Goal of the exercise: Rewrite the entries from the very first line through the line that contains "(1063, 104)", swapping "retail-facing audit" for "catalog review" and leaving everything else unchanged.
## BEGIN
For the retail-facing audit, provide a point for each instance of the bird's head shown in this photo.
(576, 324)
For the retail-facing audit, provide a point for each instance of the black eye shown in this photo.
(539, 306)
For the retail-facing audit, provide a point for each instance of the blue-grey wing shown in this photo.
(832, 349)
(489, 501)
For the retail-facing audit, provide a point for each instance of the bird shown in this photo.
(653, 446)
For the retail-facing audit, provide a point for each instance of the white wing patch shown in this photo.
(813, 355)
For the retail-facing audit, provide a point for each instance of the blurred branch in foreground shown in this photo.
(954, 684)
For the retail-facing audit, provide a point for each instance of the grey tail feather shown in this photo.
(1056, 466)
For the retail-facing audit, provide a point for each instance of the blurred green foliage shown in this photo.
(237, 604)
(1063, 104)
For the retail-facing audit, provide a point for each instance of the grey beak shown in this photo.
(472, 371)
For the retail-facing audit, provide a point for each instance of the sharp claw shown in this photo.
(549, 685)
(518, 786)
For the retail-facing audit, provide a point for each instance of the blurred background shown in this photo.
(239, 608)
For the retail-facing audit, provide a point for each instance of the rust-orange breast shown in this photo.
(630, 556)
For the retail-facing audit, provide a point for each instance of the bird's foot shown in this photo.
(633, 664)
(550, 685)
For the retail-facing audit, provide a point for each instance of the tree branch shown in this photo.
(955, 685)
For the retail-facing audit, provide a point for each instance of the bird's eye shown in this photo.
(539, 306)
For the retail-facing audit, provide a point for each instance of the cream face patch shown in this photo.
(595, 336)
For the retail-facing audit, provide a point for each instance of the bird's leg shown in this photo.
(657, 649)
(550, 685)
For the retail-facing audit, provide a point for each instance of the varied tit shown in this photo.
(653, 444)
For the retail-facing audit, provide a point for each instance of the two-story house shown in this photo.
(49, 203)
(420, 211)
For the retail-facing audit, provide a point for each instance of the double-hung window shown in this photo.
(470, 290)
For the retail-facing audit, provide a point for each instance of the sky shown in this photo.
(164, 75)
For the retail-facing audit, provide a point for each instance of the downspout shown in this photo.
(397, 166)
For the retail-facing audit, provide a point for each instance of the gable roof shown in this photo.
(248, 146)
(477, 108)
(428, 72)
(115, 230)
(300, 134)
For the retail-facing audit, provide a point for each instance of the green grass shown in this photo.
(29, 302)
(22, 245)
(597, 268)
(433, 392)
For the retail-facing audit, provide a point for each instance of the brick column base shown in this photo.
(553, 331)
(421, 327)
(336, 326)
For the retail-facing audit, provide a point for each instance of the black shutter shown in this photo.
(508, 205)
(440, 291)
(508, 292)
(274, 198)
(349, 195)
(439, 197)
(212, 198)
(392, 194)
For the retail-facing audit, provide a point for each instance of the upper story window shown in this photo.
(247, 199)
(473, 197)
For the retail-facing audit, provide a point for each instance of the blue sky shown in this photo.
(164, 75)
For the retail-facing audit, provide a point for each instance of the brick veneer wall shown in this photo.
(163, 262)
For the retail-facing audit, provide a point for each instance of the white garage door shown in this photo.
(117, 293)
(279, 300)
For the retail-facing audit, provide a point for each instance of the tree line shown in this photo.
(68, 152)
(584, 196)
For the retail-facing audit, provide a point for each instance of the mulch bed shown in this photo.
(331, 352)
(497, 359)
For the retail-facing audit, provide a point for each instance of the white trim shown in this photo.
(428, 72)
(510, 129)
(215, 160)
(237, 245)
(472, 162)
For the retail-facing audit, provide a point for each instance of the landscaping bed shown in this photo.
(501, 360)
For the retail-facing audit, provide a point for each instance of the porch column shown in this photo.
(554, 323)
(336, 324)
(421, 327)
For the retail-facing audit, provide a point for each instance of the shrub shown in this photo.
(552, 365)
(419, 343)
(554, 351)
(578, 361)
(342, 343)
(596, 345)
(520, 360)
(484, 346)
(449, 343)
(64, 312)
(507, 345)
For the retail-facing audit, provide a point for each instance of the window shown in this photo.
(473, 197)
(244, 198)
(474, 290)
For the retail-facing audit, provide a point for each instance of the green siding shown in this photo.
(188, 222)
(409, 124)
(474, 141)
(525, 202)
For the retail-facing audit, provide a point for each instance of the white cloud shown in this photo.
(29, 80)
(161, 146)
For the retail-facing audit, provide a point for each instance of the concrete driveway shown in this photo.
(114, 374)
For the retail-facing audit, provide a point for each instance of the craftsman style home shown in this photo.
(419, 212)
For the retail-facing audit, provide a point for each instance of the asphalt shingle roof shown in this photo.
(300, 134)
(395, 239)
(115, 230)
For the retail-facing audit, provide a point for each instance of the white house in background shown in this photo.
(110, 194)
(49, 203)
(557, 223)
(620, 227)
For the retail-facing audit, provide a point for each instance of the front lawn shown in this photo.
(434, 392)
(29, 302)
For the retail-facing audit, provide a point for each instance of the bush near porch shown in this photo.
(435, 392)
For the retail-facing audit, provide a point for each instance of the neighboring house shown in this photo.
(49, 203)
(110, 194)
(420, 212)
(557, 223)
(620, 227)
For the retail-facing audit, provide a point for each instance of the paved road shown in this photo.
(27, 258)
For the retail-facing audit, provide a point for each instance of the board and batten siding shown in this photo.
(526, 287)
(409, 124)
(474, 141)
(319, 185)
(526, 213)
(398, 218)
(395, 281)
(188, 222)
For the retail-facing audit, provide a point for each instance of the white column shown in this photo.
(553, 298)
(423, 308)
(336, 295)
## END
Reply to the task:
For the catalog review, provide a point for each instance of the bird's head shown in this photo.
(576, 324)
For the catalog review, provide a point for each instance of the black eye shown in this photo.
(539, 306)
For the catalog review, provide a point for each instance of the blue-grey wing shown in this photo.
(832, 349)
(489, 501)
For the catalog review, provide a point for each instance of the bird shown in this photo.
(653, 446)
For the catalog review, provide a point for each instance of the white wing patch shown in this photo.
(813, 355)
For the catalog review, provide a point for each instance of the blurred branch in foreground shown in this photo.
(954, 684)
For the catalog review, provide a point for each instance of the grey tail feather shown in this photo.
(1056, 466)
For the catalog review, provide a point for each instance of the blurred green foliage shown in this photo.
(237, 604)
(1063, 104)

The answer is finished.